**Document text**
We don’t throw parties in the house.

Sorority houses rarely allow alcohol inside. For the most part, alcohol is banned and the only way you can sneak it in is by being incredibly obvious and using that huge Vera Bradley tote that you never use. I love that scene in “House Bunny” when the girls throw a huge kegger–moronic frat guys dance all over the house and dunk themselves in giant bins of summer brew. Yeah, okay. Just no. The most laughable part of the scene is that the house mom is totally chill about the whole thing. If any real sorority house mother came home to that sort of ordeal, there is a 100 percent chance that she would keel over and have a heart attack right there in the foyer. Then she would regain consciousness and personally deliver a grade A ass whooping to every boy in the vicinity.

Studying is not just encouraged, but required.

Many people outside of Greek life think sorority girls value drinking and partying above our education. Sure, we like to have a good time, but this doesn’t mean that we don’t take our grades seriously. Every chapter has a minimum GPA requirement that each girl has to meet in order to pledge and retain membership. This is obvious when you actually enter a sorority house, because there are countless girls in questionable groutfits scattered about the house with their noses in a book. Nothing strengthens your house bond quite like watching a sister lose it after three Red Bulls and a six-hour study binge. The benefits of living in a sorority house are deeply rooted in academics, and we have countless resources for those purposes, such as older undergrads, study hours, incentive programs, and study groups–and not to mention God’s gift to us lowly, undeserving peasants: test files.

We do not walk around in lingerie.

I’ll be the first one to admit I hate pants, and yeah, I might not always wear them. Just because our number one priority after returning from a stressful lecture is whipping off our pants, it doesn’t mean we look like those chicks in “Legally Blonde” who flounce around in their underwear. In reality, when you live in a house with 100 girls, there is absolutely no motivation to look sexy. Comfort is key, and by comfort, I mean multiple layers of baggy clothes and a messy bun that tiny woodland creatures could easily mistake for a nest. I’d also like to make it clear that we do not convene in one giant shower to gab about boys and stare at each other naked. In a house packed with way too much estrogen and multiple conflicting beliefs on what is an appropriate level to blast the “Frozen” soundtrack, the shower is one of the only places that we get to actually be alone. We relish that.

Boys are not allowed to freely roam and shack in the house.

I love it when movies show a guy who wakes up in his girlfriend’s disturbingly pink bedroom and casually walks out of the house, passing unconcerned sorority girls as he goes. This doesn’t happen. Most houses implement a strict rule stating boys are only allowed in first floor common areas, thus banning any suitors from sleeping over. The punishment that comes with getting caught hosting a shacker is way too steep to risk on a most likely unsatisfying drunken night with a frat boy who smells like stale beer and dip spit. I’m not saying it doesn’t happen, because who are we kidding, it totally does. I’m just saying that when it does happen, it’s not a public spectacle like it might be in a frat house. After drunkenly sneaking in a boy through a window or a rarely used door, your slam basically has to James Bond on his way out in the morning in order to help you avoid an awkward Standards meeting and severe judgement from exec.

**Set of tasks**
1. Answer these from the sorority house piece above, one line each:
(a) What must each girl meet to pledge and keep her membership?
(b) In most houses, which areas are boys allowed in?
(c) Which movie is named for showing women walking around in their underwear?
2. Recast the paragraph of the sorority house piece that begins "Many people outside of Greek life" as a short bulleted list that keeps its main facts.
3. Please pick up the sorority house piece after its last sentence and keep writing in the same voice.

**Given information**
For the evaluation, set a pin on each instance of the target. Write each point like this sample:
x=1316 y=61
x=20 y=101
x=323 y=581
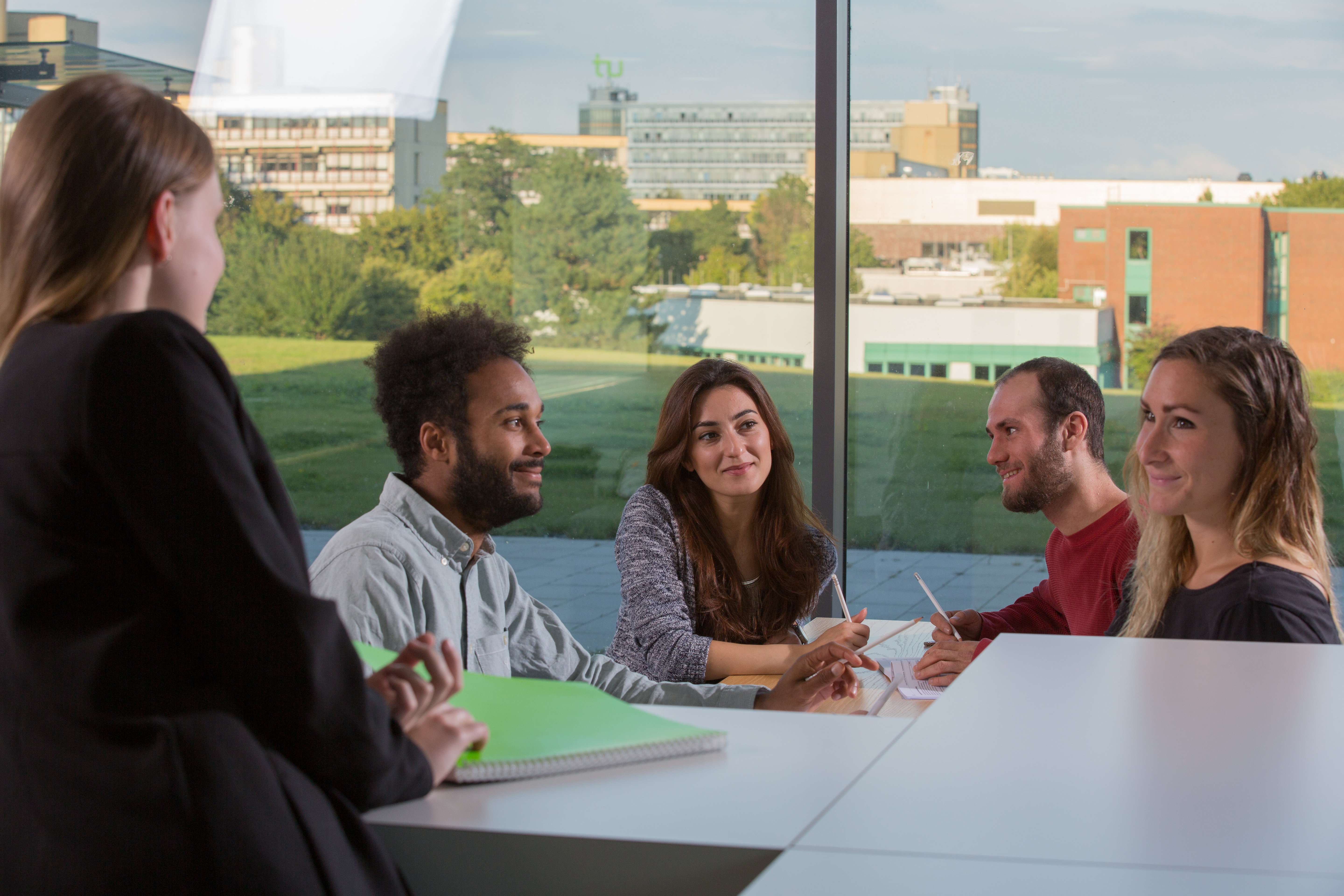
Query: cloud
x=1175 y=163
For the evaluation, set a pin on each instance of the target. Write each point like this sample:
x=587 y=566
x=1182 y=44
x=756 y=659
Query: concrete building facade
x=956 y=340
x=1197 y=265
x=336 y=170
x=912 y=218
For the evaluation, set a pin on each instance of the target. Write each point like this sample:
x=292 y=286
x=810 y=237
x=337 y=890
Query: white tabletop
x=806 y=872
x=1116 y=752
x=779 y=773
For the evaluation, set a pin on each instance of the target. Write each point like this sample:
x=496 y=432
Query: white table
x=704 y=824
x=1104 y=765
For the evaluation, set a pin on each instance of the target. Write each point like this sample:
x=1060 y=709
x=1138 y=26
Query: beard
x=1043 y=479
x=484 y=490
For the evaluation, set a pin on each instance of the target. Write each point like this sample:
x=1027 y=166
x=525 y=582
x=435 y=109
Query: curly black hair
x=421 y=370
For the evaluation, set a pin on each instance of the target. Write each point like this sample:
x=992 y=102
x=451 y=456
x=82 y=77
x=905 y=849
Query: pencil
x=845 y=608
x=937 y=608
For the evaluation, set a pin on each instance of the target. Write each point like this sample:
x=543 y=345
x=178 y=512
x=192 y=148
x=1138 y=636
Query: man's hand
x=947 y=660
x=408 y=695
x=831 y=676
x=968 y=625
x=851 y=635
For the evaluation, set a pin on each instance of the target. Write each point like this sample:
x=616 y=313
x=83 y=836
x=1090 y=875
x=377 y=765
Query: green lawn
x=917 y=448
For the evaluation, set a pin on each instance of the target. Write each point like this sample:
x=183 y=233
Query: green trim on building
x=750 y=357
x=931 y=354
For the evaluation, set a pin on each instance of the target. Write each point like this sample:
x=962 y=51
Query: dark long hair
x=792 y=558
x=81 y=177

**Answers for the tasks**
1.
(a) Her chapter's minimum GPA requirement.
(b) Only the first floor common areas.
(c) "Legally Blonde."

2.
- Many people outside Greek life think sorority members value drinking and partying above their education, but members take their grades seriously.
- Every chapter has a minimum GPA that each girl must meet to pledge and to keep her membership.
- Inside a sorority house, many girls are scattered around studying.
- Living in the house brings academic benefits and resources: older undergrads, study hours, incentive programs, study groups, and test files.

3.
We are not a cult, and we do not haze.

Every chapter has rituals, and these rituals are sacred to each member. This does not mean that we put on black cloaks and sacrifice an albino goat on a candlelit alter once a month. On that note, the only real use we have for paddles is glittering the shit out of them, bedazzling on our letters, and hanging them on our walls for decoration. Movies like “Sydney White” convey the idea that it is totally normal and acceptable for older sorority members to wake up pledges in the middle of the night with outrageous commands and demeaning harassments. Any real sorority girl knows that both Panhel and Nationals would throw a mega bitchfit if this were to actually happen.

Pillow fights don’t actually exist. Sorry, boys.

I don’t even know why this myth exists, but I suspect it has everything to do with perverted male fantasies. The media is no help in this area and has, for some reason, encouraged the idea that we spend our free time jumping on beds in our underwear and gently swatting each other with fluffy pillows. A more accurate depiction of a typical night in the house would be a group of girls being lazy as fuck in XL sweatpants, eating pizza, and watching TLC. For the record, I have a feeling that if a pillow fight were to take place in a sorority house, there would be nothing sexy about it. It would be to the death. Seriously, there would be blood.

To be honest, living in a sorority house is a great experience. You get to bond with your sisters through movie nights, stolen fraternity composites, drunken 2 a.m. pizza orders, and a mutual love for your house mother. There’s always a shoulder available for you to cry on, and an ear to listen to you bitch about your problems. You never have to pull an all-nighter by yourself, and there’s always someone willing to join you on an ice cream run. There is a seemingly endless line of hilarious pranks, and at least 10 faces peering out onto the front porch every time you kiss your date goodnight. At the end of the day, people can think what they want about sorority house life. We lived it and we loved it, so isn’t that what really matters?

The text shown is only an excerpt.